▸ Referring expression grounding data
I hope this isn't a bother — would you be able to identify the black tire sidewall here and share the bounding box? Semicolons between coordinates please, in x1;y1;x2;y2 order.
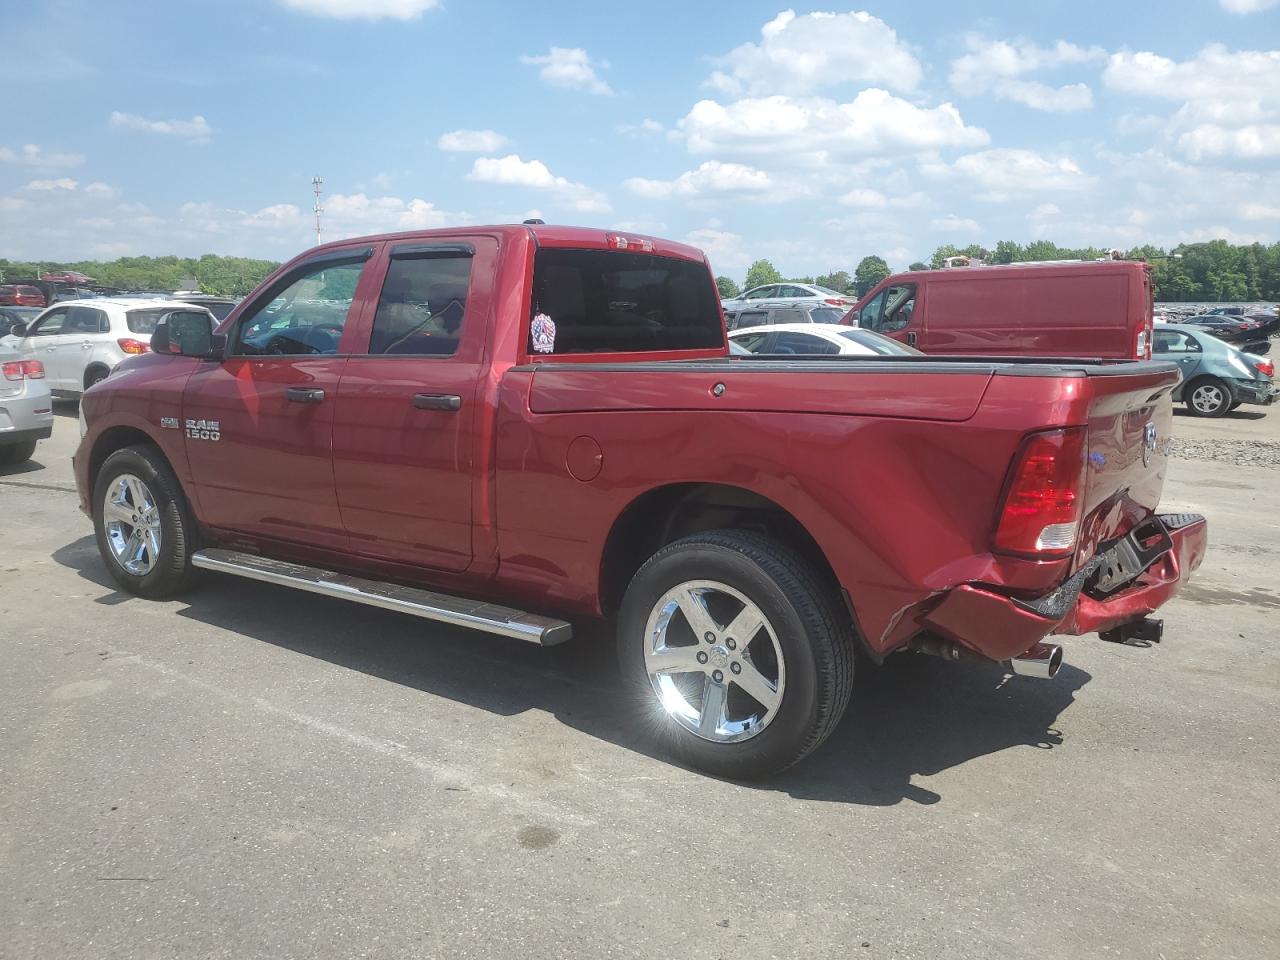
618;539;831;779
0;440;37;465
92;446;195;597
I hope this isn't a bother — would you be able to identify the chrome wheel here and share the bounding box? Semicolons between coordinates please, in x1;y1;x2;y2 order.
102;473;162;575
1191;382;1226;414
643;580;785;743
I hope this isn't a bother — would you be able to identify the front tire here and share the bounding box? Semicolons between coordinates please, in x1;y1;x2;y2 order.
93;445;198;597
617;530;855;779
1185;377;1232;417
0;440;37;466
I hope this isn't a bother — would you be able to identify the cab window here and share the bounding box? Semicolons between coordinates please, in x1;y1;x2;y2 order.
27;308;67;336
880;284;917;333
368;254;472;356
743;285;775;301
234;258;366;356
857;290;886;330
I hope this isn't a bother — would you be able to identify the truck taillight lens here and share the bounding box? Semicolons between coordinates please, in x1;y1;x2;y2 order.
993;427;1087;558
2;359;44;380
117;338;149;355
1136;328;1150;359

▸ Work task
Exclude the pictures and repeat the entries word for word.

▸ Written answer
I hope this isn't a bother — would you be able to identify the black tire sidewall here and share the bounding box? Semicolons between coordinates please, in x1;y1;x2;y2 order.
618;539;831;779
0;440;37;465
92;446;195;597
I hope this isn't a bother — would you be able to identify the chrome wheel here and share the bounding box? Semicolons between coordinates please, in x1;y1;x2;y2 order.
102;473;162;575
1191;382;1226;414
643;580;785;743
I hope this isn't a bother — would you be able to identify the front tire here and share the bounding box? Semicolons between coordinates please, in x1;y1;x2;y2 order.
93;445;198;597
617;530;855;779
1185;377;1232;417
0;440;37;466
I hope this isn't a bother — would you be able to identify the cab window here and share the bounding box? Semicolons between coordinates please, in x1;y1;x2;y2 order.
27;308;67;336
880;284;917;333
368;254;472;356
743;285;775;301
234;258;366;356
857;290;886;330
I hope this isn't a bother — would you be able to identify the truck taillight lens here and share the bounding box? Semicolons between coordinates please, in x1;y1;x2;y2 order.
993;427;1087;558
2;359;44;380
117;338;149;355
1136;328;1150;359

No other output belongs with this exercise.